• _Activity_
Leaving out every picture, output the records below exactly as they are.

[Opening Extracted material section]

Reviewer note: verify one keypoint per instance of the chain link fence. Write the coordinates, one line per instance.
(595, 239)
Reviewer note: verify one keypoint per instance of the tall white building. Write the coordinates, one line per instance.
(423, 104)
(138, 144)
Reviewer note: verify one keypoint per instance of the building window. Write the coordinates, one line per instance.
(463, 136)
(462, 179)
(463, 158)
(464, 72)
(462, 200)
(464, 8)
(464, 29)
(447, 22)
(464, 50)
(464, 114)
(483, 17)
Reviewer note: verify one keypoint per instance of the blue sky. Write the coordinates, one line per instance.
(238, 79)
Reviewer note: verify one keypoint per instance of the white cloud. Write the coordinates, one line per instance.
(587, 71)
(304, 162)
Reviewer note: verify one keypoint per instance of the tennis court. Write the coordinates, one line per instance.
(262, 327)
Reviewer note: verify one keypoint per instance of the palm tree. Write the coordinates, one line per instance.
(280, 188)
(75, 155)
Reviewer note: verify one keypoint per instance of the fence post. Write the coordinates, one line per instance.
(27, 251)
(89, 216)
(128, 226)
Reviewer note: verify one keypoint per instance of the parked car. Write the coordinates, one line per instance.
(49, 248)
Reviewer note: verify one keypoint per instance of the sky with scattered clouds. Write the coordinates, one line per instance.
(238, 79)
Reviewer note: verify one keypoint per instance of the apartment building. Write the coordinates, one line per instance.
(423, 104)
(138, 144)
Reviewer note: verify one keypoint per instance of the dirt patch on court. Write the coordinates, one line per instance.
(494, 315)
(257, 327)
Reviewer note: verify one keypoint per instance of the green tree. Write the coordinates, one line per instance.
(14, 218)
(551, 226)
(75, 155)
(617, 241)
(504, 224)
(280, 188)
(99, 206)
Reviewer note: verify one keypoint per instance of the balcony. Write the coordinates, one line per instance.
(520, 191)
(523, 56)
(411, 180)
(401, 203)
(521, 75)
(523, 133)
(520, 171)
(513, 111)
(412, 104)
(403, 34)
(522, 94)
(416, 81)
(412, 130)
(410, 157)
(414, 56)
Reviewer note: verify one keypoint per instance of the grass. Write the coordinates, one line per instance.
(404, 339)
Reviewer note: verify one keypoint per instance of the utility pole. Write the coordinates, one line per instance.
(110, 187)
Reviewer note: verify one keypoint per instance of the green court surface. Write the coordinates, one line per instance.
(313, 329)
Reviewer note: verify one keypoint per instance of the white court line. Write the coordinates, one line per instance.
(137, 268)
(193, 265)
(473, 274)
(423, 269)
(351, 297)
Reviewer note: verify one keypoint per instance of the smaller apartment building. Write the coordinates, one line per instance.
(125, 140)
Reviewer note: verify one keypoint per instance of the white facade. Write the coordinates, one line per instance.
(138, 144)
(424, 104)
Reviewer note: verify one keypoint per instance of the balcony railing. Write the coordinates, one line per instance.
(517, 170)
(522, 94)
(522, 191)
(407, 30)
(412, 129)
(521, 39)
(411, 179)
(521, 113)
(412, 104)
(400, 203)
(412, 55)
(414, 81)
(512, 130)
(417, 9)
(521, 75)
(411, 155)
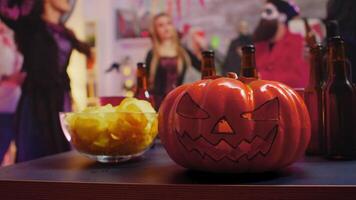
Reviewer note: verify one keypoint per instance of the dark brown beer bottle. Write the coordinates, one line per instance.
(208, 65)
(339, 99)
(248, 62)
(313, 96)
(142, 84)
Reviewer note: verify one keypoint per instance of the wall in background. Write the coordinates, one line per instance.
(218, 18)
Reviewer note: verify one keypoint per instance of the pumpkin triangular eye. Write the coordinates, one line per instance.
(268, 111)
(187, 108)
(223, 127)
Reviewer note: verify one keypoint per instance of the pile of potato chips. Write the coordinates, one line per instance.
(126, 129)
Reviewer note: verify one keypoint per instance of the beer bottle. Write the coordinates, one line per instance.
(208, 65)
(339, 99)
(313, 97)
(248, 62)
(142, 84)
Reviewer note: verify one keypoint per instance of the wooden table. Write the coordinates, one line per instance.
(155, 176)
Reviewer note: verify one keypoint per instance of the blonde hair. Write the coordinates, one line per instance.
(182, 55)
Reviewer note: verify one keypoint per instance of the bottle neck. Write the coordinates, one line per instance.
(337, 62)
(316, 66)
(142, 81)
(248, 65)
(208, 67)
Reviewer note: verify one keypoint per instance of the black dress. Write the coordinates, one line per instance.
(167, 76)
(44, 90)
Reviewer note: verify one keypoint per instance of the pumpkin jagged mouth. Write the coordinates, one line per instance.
(221, 150)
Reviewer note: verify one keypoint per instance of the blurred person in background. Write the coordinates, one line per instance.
(11, 79)
(168, 61)
(280, 53)
(46, 45)
(344, 12)
(233, 57)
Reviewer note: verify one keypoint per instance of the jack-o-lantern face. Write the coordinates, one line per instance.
(225, 125)
(223, 132)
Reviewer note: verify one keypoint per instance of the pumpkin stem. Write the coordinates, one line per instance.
(232, 75)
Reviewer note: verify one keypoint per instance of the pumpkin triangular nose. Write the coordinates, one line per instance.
(222, 127)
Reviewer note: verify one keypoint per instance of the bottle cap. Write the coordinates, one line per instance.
(248, 48)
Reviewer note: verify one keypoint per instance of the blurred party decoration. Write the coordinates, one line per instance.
(114, 66)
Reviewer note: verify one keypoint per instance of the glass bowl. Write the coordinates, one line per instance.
(110, 137)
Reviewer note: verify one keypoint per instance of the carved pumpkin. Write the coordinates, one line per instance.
(228, 125)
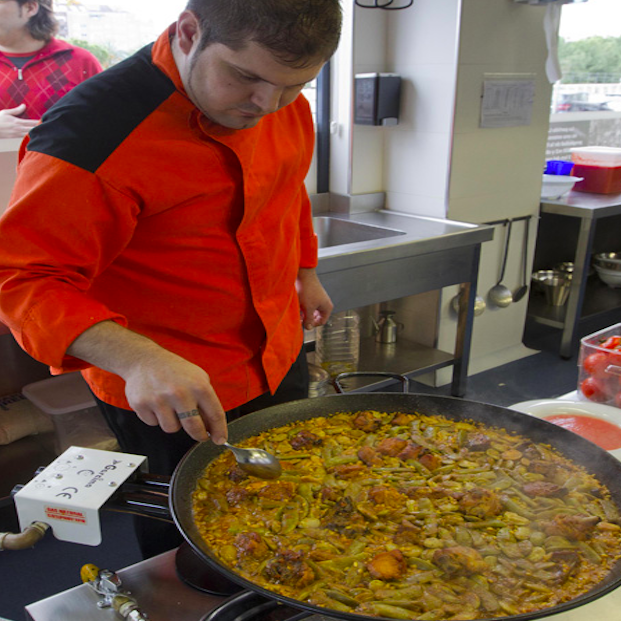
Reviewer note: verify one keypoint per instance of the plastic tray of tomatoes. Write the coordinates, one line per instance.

[Closing Extracted material section]

• _Answer to this task_
Reviewer note: verify one keypoint per instance of the chain link fence. Write the coordinates, one line per instance.
(595, 239)
Reviewer note: verify one keypoint per instance of the tall white building. Write the coordinates, one line per instance.
(423, 104)
(138, 144)
Reviewer note: verify one keypoint per instance of the building window. Write the coordinates, one line per instance.
(463, 136)
(462, 179)
(463, 158)
(464, 72)
(462, 200)
(464, 8)
(464, 29)
(447, 22)
(464, 50)
(464, 114)
(483, 17)
Reviewer note: verify one keypoint per instance of the blue sky. Write the coordinates, one line per instance.
(238, 79)
Reviewer note: verify one keypoint per instance of the white cloud. Write the coordinates, one line per instance.
(587, 71)
(304, 162)
Reviewer note: verify one keypoint per instance of the tennis court. Write the coordinates, one line per instance.
(262, 327)
Reviewer note: verify one keypoint per instance of the palm tree. Write the coordinates, one line per instance.
(280, 188)
(75, 155)
Reviewer note: verify one keypoint per instance of the fence post. Write the coordinates, one line per instance.
(27, 251)
(89, 216)
(128, 226)
Reviewer note: verify one keypoint per instance of the parked car. Write the coordinates, one line per instance.
(49, 248)
Reviewer note: verify one keypoint per instance of the sky with scattered clouds. Write the coordinates, one line per instance.
(238, 79)
Reviewer note: verify one keypoint per instance of the apartment building. Write the coordinates, one line per instance.
(423, 104)
(138, 144)
Reviewer note: verify one keypoint per instance of the dirt patch on court. Write the coordinates, one line per instance.
(494, 315)
(257, 327)
Reviewer note: verify one keypoint per instance of the green tree. Write the coordinates, one line per instance.
(14, 218)
(551, 226)
(75, 155)
(617, 241)
(504, 224)
(280, 188)
(99, 206)
Reviewer note: verify one keypoint per instance of the balcony. Write the coordinates, one line per instance.
(520, 191)
(523, 56)
(411, 180)
(401, 203)
(521, 75)
(523, 133)
(520, 171)
(513, 111)
(412, 104)
(403, 34)
(522, 94)
(416, 81)
(412, 130)
(410, 157)
(414, 56)
Reviewer note: verify one keypoint per instance of the grass. Write the coordinates, one line per instance.
(404, 339)
Reviewer note: verify one keypoint per instance of the utility pole. Write the coordinates, one line per instance.
(110, 187)
Reviewer note: verify one keypoint per instance of the green court surface. Write the coordinates, one line per instance.
(313, 329)
Reviewer note: verify one keypoint per instance of the white court line. Write the coordinates, one line per instance.
(137, 268)
(193, 265)
(473, 274)
(423, 269)
(351, 297)
Reviewer note: verify one keypoint per instance of the smaller apartment building. Write the coordinates, one line per instance.
(125, 140)
Reviewer note: verify one keypoint per instance of the white facade. Write the coordinates, one line per instance.
(138, 144)
(424, 104)
Reviewer note: verify one keypoint per instance of the balcony railing. Write the coordinates, one line per instance.
(517, 170)
(522, 94)
(522, 191)
(407, 30)
(412, 129)
(521, 39)
(411, 179)
(521, 113)
(412, 104)
(400, 203)
(412, 55)
(414, 81)
(512, 130)
(417, 9)
(521, 75)
(411, 155)
Reviewer note: verify one keypoint per instance of the dark brown beer bottle. Write the coordinates, one line per instance.
(208, 65)
(339, 99)
(248, 62)
(313, 96)
(142, 84)
Reviewer note: verify one keypoint per instance of the wall in background. Write the coordinates, one line per instance.
(218, 18)
Reviewer note: verify one keypoint per instance of the pumpkin triangular eye. Write the coordinates, one line per instance.
(268, 111)
(187, 108)
(223, 127)
Reviewer note: verify one keypoint per instance of the pile of potato chips. Write the coordinates, one line per instance.
(126, 129)
Reviewer note: verify one keypoint per instance of the beer bottle. Write the coordinates, one line per instance.
(208, 65)
(339, 99)
(313, 97)
(248, 62)
(142, 84)
Reviewer note: verify one keypoint per instance of the wooden table. Write the coordinates, one line per instance.
(155, 176)
Reviewer note: verify one keypoint per instance of the blonde hair. Write the coordinates, one line per instance.
(182, 55)
Reviewer note: verify one keypoint per instance of the bottle neck. Write the coordinates, one line per instance.
(337, 62)
(316, 66)
(142, 81)
(248, 65)
(208, 67)
Reviewer note: verify one keypoint per instance of the black dress. Write the coordinates, one line per instance.
(167, 76)
(44, 90)
Reviewer note: verify one keypoint per instance of the pumpkin jagged mouth. Write the coordinates, one line per instance.
(221, 150)
Reviewer note: verify one keypoint per instance of the blurred person in background. Write the coordinates, one line per instance.
(11, 79)
(168, 61)
(280, 53)
(46, 45)
(344, 12)
(233, 57)
Reviewer note: verify one keypoint per instance of the jack-o-lantern face. Write the coordinates, one line per instance.
(225, 125)
(223, 132)
Reviewer note: verify one keypoint per instance of the pumpkin stem. Write the coordinates, one line per instance.
(232, 75)
Reviewer note: verify one keypoint per instance of the pumpkin triangular nose. Write the coordinates, one line per instance.
(222, 127)
Reviewer note: verify one keypoint per instance of the bottle cap. Write the coordinates, one line per instance.
(248, 48)
Reviewer note: verify one keypoint per instance of the blurred party decoration. Write the coordinates, one line per instance.
(114, 66)
Reviewer note: verify one keypoint per instance of the glass bowl. Write the coordinates, one line per instance.
(110, 137)
Reviewer note: verify one keypoint per instance of the carved pumpkin. Write the coordinates, one line per instance.
(228, 125)
Reviewer note: verify one keypoint per instance of the plastic tray of tomatoes. Write the coordinates, one line per instance.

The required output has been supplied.